== DIRECTIONS FOR THIS TASK ==
Copy out the whole passage on OrthoFinder orthogroup assignments below, word for word.

OrthoFinder assigned 81,833 genes (64.8% of total) to 16,798 orthogroups. 82.4% of X. tropicalis genes could be assigned to orthogroups, compared to 68.8% of P. cultripes genes and 55.3% of S. couchii genes (Figure 4a). Of the assigned genes, only small fractions of genes were in species-specific orthogroups (X. tropicalis: 0.3%, P. cultripes: 0.7%, S. couchii 0.5%; Figure 3a). Fifty percent (G50) of all genes were in orthogroups with 4 or more genes and were contained in the largest 9,842 orthogroups (O50). There were 10,748 orthogroups (the largest share) with all species present (Figure 4b) and 2,123 of these consisted entirely of single-copy genes. Pelobates cultripes and S. couchii shared more orthogroups than either did with X. tropicalis with 61 and 73 orthogroups being unique to each species respectively, compared to only 7 being unique to X. tropicalis.

Extracted records
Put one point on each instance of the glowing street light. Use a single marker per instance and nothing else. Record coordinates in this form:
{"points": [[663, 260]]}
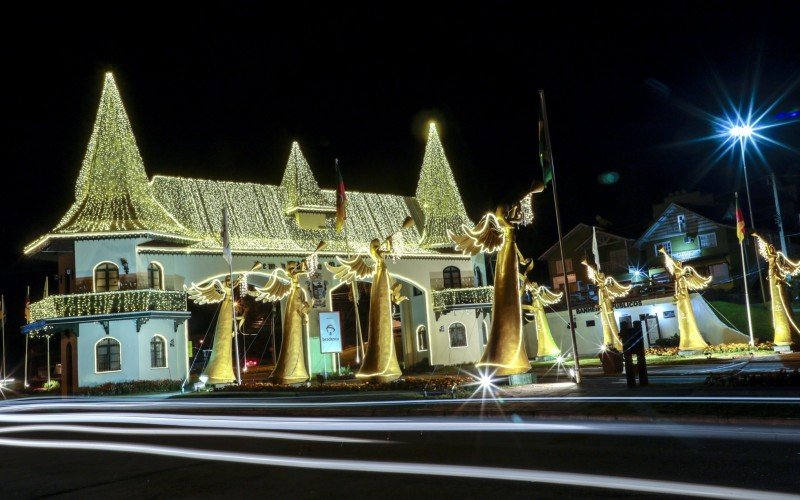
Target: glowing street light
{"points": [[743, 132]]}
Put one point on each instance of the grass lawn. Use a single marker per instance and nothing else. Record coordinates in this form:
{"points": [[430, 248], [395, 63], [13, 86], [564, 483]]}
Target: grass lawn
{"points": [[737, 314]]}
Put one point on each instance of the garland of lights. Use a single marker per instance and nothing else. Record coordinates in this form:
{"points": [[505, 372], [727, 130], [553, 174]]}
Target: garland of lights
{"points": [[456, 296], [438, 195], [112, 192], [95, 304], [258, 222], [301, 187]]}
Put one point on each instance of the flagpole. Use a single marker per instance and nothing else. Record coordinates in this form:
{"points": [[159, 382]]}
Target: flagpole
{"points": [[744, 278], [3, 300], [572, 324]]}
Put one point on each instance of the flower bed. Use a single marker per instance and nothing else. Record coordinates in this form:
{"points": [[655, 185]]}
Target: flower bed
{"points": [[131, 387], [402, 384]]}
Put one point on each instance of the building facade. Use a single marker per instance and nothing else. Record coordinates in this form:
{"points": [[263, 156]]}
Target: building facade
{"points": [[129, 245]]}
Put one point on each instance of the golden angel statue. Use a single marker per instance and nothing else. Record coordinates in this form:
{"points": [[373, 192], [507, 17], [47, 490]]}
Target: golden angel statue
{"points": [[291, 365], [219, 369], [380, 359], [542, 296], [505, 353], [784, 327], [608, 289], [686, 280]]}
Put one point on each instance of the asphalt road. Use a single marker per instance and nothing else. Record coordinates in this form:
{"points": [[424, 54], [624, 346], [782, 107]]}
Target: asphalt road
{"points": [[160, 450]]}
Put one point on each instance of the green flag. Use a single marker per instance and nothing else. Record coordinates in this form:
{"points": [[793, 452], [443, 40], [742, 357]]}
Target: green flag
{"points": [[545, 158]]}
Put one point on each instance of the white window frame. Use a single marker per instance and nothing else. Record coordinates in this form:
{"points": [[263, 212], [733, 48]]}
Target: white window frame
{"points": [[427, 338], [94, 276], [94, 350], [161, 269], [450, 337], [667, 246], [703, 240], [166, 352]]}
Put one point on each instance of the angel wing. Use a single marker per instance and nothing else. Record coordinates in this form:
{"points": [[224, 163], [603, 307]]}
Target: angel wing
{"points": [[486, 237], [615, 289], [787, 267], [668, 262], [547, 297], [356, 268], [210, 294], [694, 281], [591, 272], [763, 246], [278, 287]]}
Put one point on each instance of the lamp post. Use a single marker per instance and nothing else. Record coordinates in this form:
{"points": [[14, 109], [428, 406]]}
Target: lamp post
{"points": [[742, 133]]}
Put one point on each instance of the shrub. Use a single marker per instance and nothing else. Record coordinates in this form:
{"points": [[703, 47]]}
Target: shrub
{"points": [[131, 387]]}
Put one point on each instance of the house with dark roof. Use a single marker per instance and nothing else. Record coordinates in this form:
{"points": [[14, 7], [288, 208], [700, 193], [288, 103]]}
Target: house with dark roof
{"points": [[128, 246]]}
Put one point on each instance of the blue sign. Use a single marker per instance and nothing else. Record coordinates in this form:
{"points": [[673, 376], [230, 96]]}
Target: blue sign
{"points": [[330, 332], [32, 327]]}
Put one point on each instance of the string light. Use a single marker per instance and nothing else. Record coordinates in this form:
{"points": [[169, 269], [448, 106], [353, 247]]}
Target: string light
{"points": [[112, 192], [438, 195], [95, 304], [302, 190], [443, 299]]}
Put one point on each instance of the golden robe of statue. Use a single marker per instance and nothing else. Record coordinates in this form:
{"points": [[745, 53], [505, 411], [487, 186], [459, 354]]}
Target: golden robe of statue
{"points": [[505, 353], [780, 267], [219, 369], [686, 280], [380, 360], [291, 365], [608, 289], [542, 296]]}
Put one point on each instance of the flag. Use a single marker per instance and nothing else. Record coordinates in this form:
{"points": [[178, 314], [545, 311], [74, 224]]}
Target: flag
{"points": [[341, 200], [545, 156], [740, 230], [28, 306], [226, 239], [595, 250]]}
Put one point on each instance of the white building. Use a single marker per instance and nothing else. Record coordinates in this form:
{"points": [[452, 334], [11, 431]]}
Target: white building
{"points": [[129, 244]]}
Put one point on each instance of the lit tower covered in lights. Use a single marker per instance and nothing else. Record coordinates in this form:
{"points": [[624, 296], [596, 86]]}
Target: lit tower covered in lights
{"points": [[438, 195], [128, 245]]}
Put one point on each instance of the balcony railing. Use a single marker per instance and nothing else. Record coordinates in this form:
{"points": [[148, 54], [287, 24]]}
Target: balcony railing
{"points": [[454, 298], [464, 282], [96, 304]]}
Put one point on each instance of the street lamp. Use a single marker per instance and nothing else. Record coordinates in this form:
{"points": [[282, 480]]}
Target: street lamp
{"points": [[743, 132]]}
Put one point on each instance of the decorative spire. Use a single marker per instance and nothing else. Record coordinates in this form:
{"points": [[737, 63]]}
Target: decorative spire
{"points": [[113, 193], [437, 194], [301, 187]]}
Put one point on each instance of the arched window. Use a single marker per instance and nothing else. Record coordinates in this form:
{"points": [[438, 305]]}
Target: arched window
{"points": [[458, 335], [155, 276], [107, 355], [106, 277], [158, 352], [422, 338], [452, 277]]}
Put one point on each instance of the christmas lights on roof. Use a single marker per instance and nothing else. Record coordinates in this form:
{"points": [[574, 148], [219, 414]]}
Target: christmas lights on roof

== PROBLEM SOLUTION ==
OrthoFinder assigned 81,833 genes (64.8% of total) to 16,798 orthogroups. 82.4% of X. tropicalis genes could be assigned to orthogroups, compared to 68.8% of P. cultripes genes and 55.3% of S. couchii genes (Figure 4a). Of the assigned genes, only small fractions of genes were in species-specific orthogroups (X. tropicalis: 0.3%, P. cultripes: 0.7%, S. couchii 0.5%; Figure 3a). Fifty percent (G50) of all genes were in orthogroups with 4 or more genes and were contained in the largest 9,842 orthogroups (O50). There were 10,748 orthogroups (the largest share) with all species present (Figure 4b) and 2,123 of these consisted entirely of single-copy genes. Pelobates cultripes and S. couchii shared more orthogroups than either did with X. tropicalis with 61 and 73 orthogroups being unique to each species respectively, compared to only 7 being unique to X. tropicalis.